Nothing but the lines from the one containing "target | bunch of grapes" through the last line of the data below should be returned, each copied exactly.

Given data Start Marker

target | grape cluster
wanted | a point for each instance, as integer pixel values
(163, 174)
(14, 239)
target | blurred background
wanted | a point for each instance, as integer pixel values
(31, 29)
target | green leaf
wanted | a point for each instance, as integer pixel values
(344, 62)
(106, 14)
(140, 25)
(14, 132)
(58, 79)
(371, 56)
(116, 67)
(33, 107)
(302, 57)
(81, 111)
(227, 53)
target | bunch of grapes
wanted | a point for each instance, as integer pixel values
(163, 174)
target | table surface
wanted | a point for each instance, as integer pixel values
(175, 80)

Given data End Marker

■ Written answer ■
target | bunch of grapes
wanted | a point for each instance, as integer pixel values
(163, 174)
target | table surface
wanted | a point for each instance, as integer pixel values
(175, 80)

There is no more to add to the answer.